[Data for this exercise — start]
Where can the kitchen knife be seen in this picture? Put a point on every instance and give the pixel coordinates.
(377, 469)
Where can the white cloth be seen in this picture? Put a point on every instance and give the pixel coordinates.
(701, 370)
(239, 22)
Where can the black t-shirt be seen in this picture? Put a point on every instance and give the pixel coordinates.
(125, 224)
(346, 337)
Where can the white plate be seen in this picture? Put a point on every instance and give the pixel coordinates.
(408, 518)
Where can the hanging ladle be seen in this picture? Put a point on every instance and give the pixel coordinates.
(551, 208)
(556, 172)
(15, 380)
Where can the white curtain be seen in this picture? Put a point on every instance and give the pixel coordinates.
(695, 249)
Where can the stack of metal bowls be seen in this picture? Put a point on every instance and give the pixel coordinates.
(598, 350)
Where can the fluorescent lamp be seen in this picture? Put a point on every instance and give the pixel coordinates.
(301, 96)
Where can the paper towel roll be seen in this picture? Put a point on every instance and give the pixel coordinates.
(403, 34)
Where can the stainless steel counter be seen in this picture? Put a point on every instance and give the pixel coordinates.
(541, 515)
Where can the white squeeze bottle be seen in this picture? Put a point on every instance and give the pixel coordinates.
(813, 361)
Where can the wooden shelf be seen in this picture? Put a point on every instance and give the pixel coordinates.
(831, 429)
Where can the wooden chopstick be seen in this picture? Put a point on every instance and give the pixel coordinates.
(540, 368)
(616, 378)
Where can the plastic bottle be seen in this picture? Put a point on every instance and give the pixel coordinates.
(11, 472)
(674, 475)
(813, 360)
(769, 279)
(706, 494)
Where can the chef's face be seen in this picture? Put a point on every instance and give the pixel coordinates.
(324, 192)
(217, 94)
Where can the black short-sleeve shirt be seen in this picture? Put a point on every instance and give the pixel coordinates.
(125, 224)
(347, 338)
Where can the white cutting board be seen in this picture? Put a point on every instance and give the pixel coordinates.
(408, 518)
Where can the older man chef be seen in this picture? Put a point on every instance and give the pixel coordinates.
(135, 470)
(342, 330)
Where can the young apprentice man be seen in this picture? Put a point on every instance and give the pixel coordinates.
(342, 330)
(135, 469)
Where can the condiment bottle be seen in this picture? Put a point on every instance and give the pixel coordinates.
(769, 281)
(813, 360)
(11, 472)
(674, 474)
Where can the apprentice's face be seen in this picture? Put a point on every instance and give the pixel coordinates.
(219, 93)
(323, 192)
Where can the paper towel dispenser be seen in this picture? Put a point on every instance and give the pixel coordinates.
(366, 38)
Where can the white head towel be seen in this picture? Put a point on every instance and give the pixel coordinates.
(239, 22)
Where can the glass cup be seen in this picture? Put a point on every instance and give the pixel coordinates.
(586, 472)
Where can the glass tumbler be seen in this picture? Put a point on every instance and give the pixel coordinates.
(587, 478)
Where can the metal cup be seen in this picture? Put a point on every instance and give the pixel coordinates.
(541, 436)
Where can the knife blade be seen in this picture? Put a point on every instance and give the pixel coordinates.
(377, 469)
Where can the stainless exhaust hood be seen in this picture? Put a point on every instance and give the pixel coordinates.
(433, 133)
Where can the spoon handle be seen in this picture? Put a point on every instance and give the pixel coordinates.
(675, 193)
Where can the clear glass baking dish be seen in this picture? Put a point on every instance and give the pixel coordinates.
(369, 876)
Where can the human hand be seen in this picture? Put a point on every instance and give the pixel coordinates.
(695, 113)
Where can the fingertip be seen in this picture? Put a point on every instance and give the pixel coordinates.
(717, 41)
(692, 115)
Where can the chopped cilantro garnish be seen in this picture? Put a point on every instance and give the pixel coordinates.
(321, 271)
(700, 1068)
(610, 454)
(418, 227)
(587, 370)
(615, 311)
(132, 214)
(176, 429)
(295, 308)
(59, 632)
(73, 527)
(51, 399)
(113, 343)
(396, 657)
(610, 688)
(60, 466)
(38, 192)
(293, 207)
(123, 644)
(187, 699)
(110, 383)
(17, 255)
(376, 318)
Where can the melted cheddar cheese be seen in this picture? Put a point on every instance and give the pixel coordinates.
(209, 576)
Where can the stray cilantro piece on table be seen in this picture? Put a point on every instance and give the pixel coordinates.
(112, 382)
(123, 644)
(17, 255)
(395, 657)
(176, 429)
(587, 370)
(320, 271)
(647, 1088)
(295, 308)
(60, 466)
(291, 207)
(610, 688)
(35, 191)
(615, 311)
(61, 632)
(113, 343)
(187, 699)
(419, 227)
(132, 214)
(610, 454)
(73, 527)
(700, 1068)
[Data for this exercise — finish]
Extract all the entries word for word.

◆ Reply:
Where can the kitchen knife be seen in this picture? Put a point on every instance and give the pixel coordinates.
(377, 469)
Where can the white cloth be seen in this picture? Put a point on every instance and give the pixel coordinates.
(701, 370)
(239, 22)
Where can the black t-shirt be seen in this picture? Put a point on every instance and give the pixel coordinates.
(125, 224)
(346, 337)
Where can the white plate be seen in this picture? Put a point on every instance and give the pixel coordinates.
(408, 518)
Where can the hanging ladle be seen in this picture? Put a point on every instance and give the pixel coordinates.
(551, 208)
(556, 172)
(15, 380)
Where can the white curtain be seen in this picture? Put a point on every instance and give the pixel coordinates.
(695, 249)
Where can the stack of metal bowls be seen in this picture? Put a point on every instance and give the pixel coordinates.
(598, 350)
Where can the fluorescent lamp be seen in this picture? Put a point on every instance and give the pixel coordinates.
(301, 96)
Where can the paper towel roll be seen in this picture? Put a point on every instance and give the pixel coordinates.
(403, 34)
Where can the stainless steel counter be seen in this picture? Put a point on every instance and give the pixel coordinates.
(541, 515)
Where can the white squeeze bottle be seen in this picture? Put a point on every instance and give the pixel coordinates.
(813, 361)
Where can the wooden shelf be seen in this picture? Put a point on every instance and give the pixel coordinates.
(831, 429)
Where can the wooden chopstick be seen in this picture? Put a point on every instance and give the pixel coordinates.
(540, 368)
(616, 378)
Where can the plastic bottle be seen in this picture? Put a point on every instance and give the pixel coordinates.
(11, 472)
(674, 475)
(813, 360)
(769, 279)
(706, 494)
Where can the chef's face be seen in this picture? Put a point on every instance and give the pixel coordinates.
(324, 192)
(217, 94)
Where can the black short-sleeve shirt be seen in this picture? Put a point on every instance and give the pixel coordinates.
(125, 224)
(347, 338)
Where can the white cutting board be seen in this picture? Put a point on every instance and give the pixel coordinates.
(408, 518)
Where can the older man chef be seen in this picture? Put a point on every instance and give the pixel coordinates.
(135, 470)
(342, 330)
Where can the young apprentice man be seen in this picture? Put a point on every instance and give the pixel coordinates.
(342, 330)
(135, 469)
Where can the condiment bottle be seen in this picture? Put a point on every instance and give the pixel coordinates.
(769, 281)
(813, 360)
(11, 472)
(674, 474)
Where can the apprentice's face be seen in this picture? Put a point on every instance and give the pixel coordinates.
(219, 93)
(323, 192)
Where can the paper towel dispenser be seen in this picture? Put a point on every instance and give the pixel coordinates.
(366, 38)
Where can the white head towel be seen in this picture? Put a point on every instance and give the pixel coordinates.
(239, 22)
Where can the glass cup be seen in this picture? Put a point on every instance and give the pixel coordinates.
(586, 472)
Where can the glass tumbler be seen in this picture? Put a point on every instance and give the pixel coordinates.
(587, 478)
Where can the metal cup be seen in this picture? Put a point on every instance and give the pixel coordinates.
(541, 436)
Where can the knife blade be seen in this picture? Put a point on every instance and give the pixel coordinates.
(377, 469)
Where can the stainless exhaust hood be seen in this picture? Put a point on every instance and give the pixel coordinates.
(433, 133)
Where can the spoon handle be seen in this picture? Put a point on every instance and give the pixel coordinates.
(675, 193)
Where can the clear glass baking dish be seen in this picture? Put a point on every instance and give the pixel coordinates.
(369, 876)
Where can the human hand be seen in this picture? Put a point on every instance and give the pixel coordinates.
(695, 113)
Where can the fingertip be seen in this picture? Put a point on every instance and give the pixel coordinates.
(717, 41)
(692, 115)
Where can the chopped cilantro garnish be seen in this picture? Put a point on every instance and give the pixel coordinates.
(321, 271)
(700, 1068)
(610, 454)
(418, 227)
(587, 370)
(615, 311)
(132, 214)
(176, 429)
(295, 308)
(59, 632)
(73, 527)
(51, 399)
(113, 343)
(396, 657)
(610, 688)
(60, 466)
(38, 192)
(293, 207)
(123, 644)
(187, 699)
(110, 383)
(17, 255)
(376, 318)
Where can the melted cheddar cheese be seen in this picture? Put a point on every instance and give the pixel coordinates.
(209, 576)
Where can the stray cilantro piece on table be seen in this picture? Put a point on every instance and give the pixel coordinates.
(112, 382)
(123, 644)
(17, 255)
(395, 657)
(176, 429)
(587, 370)
(320, 271)
(647, 1088)
(295, 308)
(60, 466)
(291, 207)
(610, 688)
(35, 191)
(615, 311)
(61, 632)
(113, 343)
(187, 699)
(419, 227)
(132, 214)
(610, 454)
(73, 527)
(700, 1068)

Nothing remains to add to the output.